» **Problem statement**:
Rewrite the items from the line with "Find every instance of the nightstand" up to and including the line with "x=535 y=304", changing "nightstand" to "bedside table" and keeping everything else the same. Don't include the pictures in your answer.

BEGIN Data shown

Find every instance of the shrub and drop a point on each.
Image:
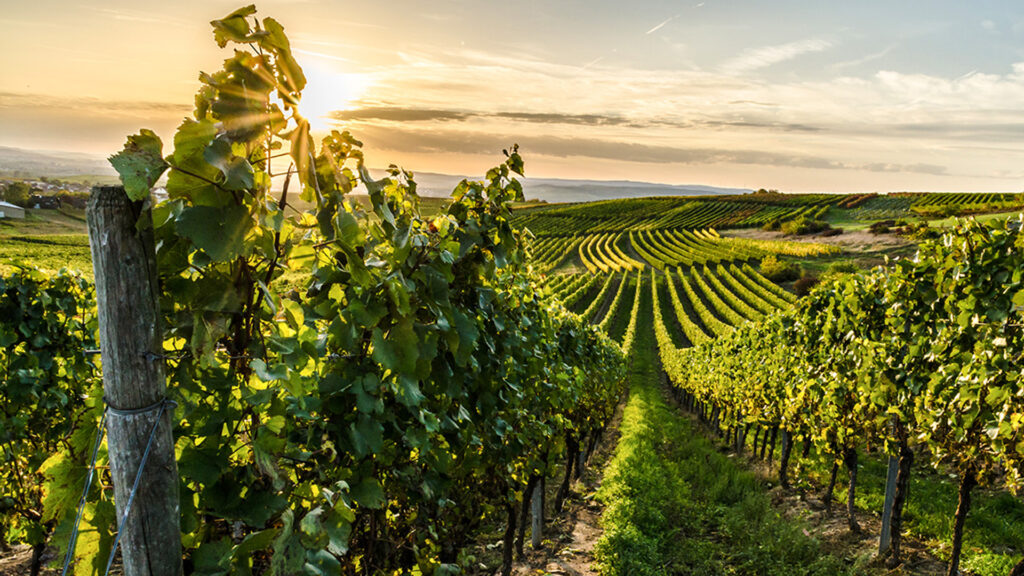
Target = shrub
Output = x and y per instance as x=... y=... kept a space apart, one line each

END Data shown
BEGIN Data shown

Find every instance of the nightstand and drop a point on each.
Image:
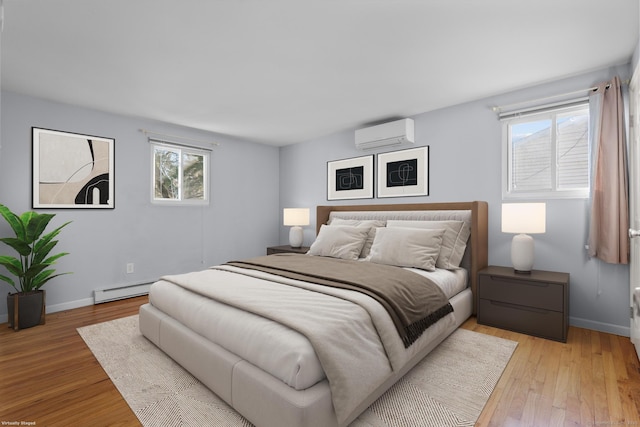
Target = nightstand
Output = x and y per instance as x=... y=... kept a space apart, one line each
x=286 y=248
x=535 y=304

END Data shown

» **Full response**:
Find every instance of the bedside table and drop a point on each.
Image:
Target = bedside table
Output = x and y per instance as x=... y=... kept a space apart, one line each
x=286 y=248
x=535 y=304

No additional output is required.